= REQUIRED ACTION =
Pick up the passage on gait recognition research after its last sentence and keep writing it.

= SELECTED EXTRACT =
::::::::

Gait recognition has the potential to replace facial recognition in certain conditions, as it is

plainly visible, perceivable at a distance and is something that can be captured non-invasively. 

Defense scientists in Australia are exploring how individual walking styles may help in personal identification. The team is exploring how the characteristics of an individual’s gait could help in establishing a person’s identity. 

Working with researchers from the University of Adelaide and Swordfish Computing, Australian Defense scientists Sau Yee Yiu and Gary Hanly are part of a team analysing different methods for capturing gait data.

Typically the focus has been on obtaining optical flow data and skeletal tracking data using a video camera or motion-sensing technology, however the team has also examined a method which uses ground-based pressure pads to measure the various forces at play when walking. 

The purpose of the research is to demonstrate that different gait features can be extracted from a person and used to accurately identify them.

::::::::

(Natural language region descriptions)
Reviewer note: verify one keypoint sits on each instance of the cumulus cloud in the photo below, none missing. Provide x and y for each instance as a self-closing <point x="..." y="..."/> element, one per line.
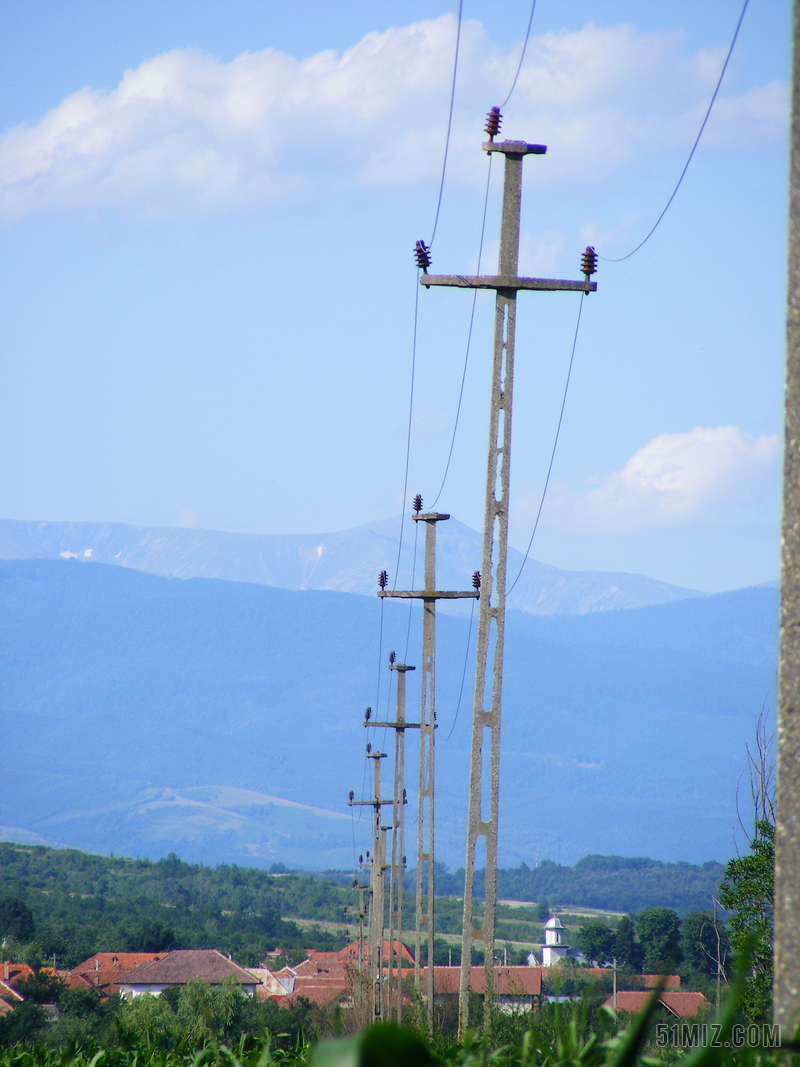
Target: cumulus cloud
<point x="674" y="478"/>
<point x="186" y="131"/>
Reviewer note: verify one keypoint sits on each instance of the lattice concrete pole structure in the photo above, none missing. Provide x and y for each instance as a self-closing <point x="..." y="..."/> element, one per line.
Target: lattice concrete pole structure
<point x="398" y="857"/>
<point x="425" y="926"/>
<point x="378" y="879"/>
<point x="485" y="742"/>
<point x="379" y="885"/>
<point x="786" y="1002"/>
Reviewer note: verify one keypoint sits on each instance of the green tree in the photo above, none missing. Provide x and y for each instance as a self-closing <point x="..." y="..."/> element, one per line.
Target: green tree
<point x="16" y="920"/>
<point x="748" y="892"/>
<point x="659" y="934"/>
<point x="207" y="1012"/>
<point x="704" y="941"/>
<point x="626" y="949"/>
<point x="149" y="1019"/>
<point x="152" y="937"/>
<point x="596" y="941"/>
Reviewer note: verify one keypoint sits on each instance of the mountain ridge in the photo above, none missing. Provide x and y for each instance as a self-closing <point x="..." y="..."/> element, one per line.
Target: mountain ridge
<point x="148" y="715"/>
<point x="345" y="561"/>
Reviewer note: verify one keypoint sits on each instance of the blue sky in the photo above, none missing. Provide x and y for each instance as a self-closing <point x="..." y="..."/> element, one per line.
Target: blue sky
<point x="207" y="215"/>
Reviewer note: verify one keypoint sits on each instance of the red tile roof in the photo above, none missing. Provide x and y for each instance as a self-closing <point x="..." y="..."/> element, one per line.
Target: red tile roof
<point x="104" y="970"/>
<point x="649" y="981"/>
<point x="12" y="973"/>
<point x="351" y="951"/>
<point x="682" y="1004"/>
<point x="9" y="992"/>
<point x="323" y="968"/>
<point x="508" y="981"/>
<point x="319" y="991"/>
<point x="180" y="965"/>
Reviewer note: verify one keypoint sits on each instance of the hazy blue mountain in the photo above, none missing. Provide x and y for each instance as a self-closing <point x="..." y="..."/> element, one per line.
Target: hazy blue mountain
<point x="349" y="561"/>
<point x="223" y="719"/>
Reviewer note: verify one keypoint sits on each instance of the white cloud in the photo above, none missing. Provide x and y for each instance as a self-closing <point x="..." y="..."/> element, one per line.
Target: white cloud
<point x="674" y="478"/>
<point x="185" y="131"/>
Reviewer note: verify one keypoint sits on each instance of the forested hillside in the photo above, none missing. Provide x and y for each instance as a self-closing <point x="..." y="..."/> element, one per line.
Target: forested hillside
<point x="72" y="904"/>
<point x="81" y="904"/>
<point x="614" y="882"/>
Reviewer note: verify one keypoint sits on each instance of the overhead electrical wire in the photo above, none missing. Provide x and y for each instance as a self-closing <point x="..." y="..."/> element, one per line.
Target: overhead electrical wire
<point x="555" y="445"/>
<point x="620" y="259"/>
<point x="449" y="125"/>
<point x="469" y="339"/>
<point x="522" y="58"/>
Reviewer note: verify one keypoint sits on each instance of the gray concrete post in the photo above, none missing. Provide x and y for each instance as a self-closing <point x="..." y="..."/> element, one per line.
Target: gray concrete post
<point x="786" y="992"/>
<point x="492" y="616"/>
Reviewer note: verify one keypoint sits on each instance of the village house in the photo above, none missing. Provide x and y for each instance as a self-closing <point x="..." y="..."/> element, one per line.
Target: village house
<point x="104" y="970"/>
<point x="681" y="1004"/>
<point x="515" y="988"/>
<point x="180" y="966"/>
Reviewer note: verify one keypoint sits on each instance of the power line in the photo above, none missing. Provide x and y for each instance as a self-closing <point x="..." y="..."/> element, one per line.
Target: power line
<point x="469" y="339"/>
<point x="449" y="125"/>
<point x="522" y="58"/>
<point x="693" y="147"/>
<point x="555" y="445"/>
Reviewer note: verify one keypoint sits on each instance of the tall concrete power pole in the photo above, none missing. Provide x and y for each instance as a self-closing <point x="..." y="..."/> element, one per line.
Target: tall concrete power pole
<point x="395" y="999"/>
<point x="425" y="886"/>
<point x="378" y="884"/>
<point x="787" y="812"/>
<point x="485" y="743"/>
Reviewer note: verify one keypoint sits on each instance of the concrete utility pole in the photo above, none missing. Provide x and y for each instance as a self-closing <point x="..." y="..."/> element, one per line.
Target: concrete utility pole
<point x="395" y="1004"/>
<point x="492" y="618"/>
<point x="378" y="884"/>
<point x="429" y="595"/>
<point x="787" y="814"/>
<point x="358" y="989"/>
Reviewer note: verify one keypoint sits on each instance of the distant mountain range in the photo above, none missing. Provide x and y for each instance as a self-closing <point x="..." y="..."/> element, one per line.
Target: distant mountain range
<point x="223" y="719"/>
<point x="349" y="561"/>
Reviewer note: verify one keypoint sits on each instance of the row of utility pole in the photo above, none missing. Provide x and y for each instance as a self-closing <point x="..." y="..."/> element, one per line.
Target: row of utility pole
<point x="482" y="817"/>
<point x="383" y="961"/>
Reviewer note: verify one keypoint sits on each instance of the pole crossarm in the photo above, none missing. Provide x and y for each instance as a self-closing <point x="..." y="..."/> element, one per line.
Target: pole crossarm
<point x="395" y="726"/>
<point x="517" y="148"/>
<point x="427" y="594"/>
<point x="509" y="282"/>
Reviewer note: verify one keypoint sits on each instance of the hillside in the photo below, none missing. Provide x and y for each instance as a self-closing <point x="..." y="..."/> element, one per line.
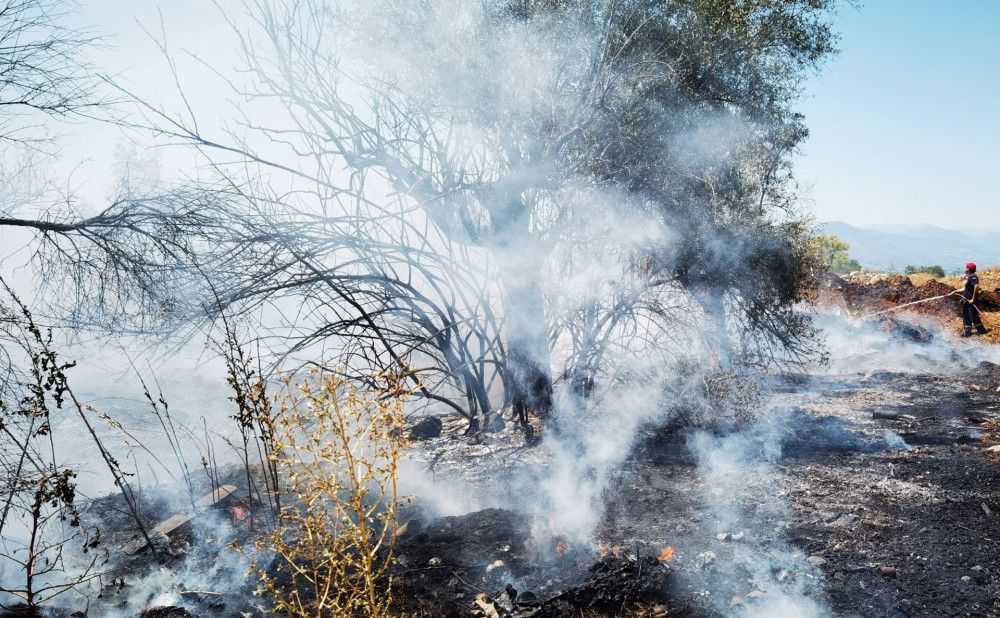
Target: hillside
<point x="893" y="247"/>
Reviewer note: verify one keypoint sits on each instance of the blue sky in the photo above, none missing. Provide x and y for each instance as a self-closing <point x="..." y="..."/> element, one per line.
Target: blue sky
<point x="904" y="122"/>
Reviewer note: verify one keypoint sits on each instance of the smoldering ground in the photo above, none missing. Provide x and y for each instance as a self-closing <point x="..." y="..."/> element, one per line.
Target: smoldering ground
<point x="501" y="174"/>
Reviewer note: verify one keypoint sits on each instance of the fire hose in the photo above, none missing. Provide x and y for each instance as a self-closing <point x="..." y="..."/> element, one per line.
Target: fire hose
<point x="918" y="302"/>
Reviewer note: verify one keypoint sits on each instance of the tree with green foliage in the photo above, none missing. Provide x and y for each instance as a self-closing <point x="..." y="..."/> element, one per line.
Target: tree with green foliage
<point x="934" y="271"/>
<point x="832" y="254"/>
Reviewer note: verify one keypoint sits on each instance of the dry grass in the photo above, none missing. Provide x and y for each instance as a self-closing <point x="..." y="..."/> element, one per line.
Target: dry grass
<point x="337" y="449"/>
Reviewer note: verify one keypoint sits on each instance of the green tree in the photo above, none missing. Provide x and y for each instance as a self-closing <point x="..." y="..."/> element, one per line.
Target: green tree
<point x="934" y="271"/>
<point x="832" y="255"/>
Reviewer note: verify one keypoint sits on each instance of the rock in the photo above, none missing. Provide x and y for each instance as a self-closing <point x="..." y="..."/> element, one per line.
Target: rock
<point x="426" y="429"/>
<point x="495" y="424"/>
<point x="171" y="611"/>
<point x="704" y="559"/>
<point x="844" y="520"/>
<point x="494" y="565"/>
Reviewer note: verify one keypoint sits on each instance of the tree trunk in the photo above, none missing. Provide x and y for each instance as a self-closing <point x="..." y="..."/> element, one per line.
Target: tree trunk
<point x="519" y="260"/>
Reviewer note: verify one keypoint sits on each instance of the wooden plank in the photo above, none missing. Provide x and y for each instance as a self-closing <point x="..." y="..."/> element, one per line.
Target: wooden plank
<point x="174" y="522"/>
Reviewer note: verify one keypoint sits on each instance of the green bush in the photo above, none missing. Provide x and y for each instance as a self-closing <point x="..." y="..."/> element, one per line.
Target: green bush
<point x="934" y="271"/>
<point x="833" y="255"/>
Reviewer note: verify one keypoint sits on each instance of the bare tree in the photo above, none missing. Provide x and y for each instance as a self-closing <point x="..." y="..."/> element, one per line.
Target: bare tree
<point x="475" y="133"/>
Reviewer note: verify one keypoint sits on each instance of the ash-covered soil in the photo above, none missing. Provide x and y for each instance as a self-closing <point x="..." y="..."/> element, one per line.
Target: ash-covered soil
<point x="861" y="491"/>
<point x="885" y="482"/>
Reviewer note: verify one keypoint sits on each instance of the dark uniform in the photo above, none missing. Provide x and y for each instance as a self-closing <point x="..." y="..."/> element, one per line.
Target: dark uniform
<point x="970" y="313"/>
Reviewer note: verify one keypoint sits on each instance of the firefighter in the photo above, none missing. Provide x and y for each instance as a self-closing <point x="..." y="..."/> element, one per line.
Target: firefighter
<point x="970" y="312"/>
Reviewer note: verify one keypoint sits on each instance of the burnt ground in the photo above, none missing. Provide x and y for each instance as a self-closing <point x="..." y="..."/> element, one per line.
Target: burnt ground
<point x="911" y="531"/>
<point x="864" y="493"/>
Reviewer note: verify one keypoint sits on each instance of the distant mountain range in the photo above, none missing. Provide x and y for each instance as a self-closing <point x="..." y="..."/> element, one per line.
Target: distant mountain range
<point x="893" y="247"/>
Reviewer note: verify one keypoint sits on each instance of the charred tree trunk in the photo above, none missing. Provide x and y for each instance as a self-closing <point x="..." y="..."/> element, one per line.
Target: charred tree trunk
<point x="527" y="361"/>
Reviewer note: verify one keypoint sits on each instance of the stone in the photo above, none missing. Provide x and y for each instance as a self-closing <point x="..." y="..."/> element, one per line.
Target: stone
<point x="426" y="429"/>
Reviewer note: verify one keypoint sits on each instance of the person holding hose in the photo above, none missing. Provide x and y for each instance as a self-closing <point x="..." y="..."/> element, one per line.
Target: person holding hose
<point x="970" y="312"/>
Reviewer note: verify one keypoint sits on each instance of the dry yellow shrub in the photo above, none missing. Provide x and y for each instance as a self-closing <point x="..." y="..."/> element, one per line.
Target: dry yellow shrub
<point x="337" y="449"/>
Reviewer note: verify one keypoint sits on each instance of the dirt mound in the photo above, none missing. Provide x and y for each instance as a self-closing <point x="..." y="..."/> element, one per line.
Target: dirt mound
<point x="867" y="294"/>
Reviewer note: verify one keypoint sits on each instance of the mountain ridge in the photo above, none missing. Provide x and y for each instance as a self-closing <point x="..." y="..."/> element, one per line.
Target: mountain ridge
<point x="893" y="247"/>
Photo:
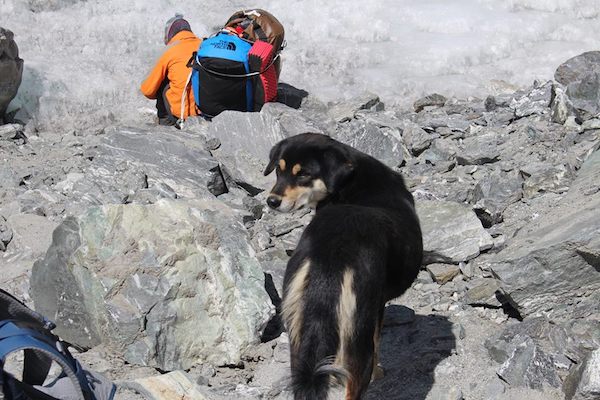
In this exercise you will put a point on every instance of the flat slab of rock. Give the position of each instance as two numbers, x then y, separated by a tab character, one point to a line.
555	260
174	385
247	138
451	232
442	273
32	234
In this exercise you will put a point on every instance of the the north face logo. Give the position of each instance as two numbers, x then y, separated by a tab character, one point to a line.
224	44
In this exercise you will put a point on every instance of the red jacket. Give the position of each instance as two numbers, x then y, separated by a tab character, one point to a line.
173	65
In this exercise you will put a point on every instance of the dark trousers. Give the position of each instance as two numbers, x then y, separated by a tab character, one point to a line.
163	108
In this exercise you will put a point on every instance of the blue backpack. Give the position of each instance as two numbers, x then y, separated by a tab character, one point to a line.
221	75
22	329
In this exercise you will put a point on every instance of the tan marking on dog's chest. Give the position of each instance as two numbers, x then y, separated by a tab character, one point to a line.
296	168
293	304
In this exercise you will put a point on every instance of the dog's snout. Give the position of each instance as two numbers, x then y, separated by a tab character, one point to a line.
274	201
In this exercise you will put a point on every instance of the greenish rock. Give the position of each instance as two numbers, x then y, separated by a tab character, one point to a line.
168	285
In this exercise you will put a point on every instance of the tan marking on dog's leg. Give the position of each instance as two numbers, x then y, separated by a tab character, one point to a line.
378	371
293	303
296	168
346	311
350	390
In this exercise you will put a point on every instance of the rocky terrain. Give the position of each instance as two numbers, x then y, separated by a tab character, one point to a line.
153	249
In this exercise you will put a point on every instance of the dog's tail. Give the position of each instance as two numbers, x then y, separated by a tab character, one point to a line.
311	381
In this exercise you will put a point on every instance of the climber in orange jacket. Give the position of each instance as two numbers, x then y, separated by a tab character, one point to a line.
167	80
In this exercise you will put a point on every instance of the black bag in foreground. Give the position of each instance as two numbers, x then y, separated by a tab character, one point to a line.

::::::::

= TASK RESPONSE =
Gait recognition has been used in hospital settings to monitor the elderly and in sports science. However, there are limitations: An individual may change their gait when walking in a crowded space, for example. Even the health of the individual, their clothing and camera-viewing angles can change or obscure the walking pattern of a person and so affect recognition accuracy. There is also “gait spoofing” where an individual may intentionally alter their gait.

Future research is planned to address these limitations, including improvements to algorithms, which will enable gait features to be extracted from multiple people in a scene.

Using gait recognition in conjunction with face or other biometrics, or just by including other descriptors of a person such as their height, age and gender could improve the identification performance, as reported by defence.gov.au.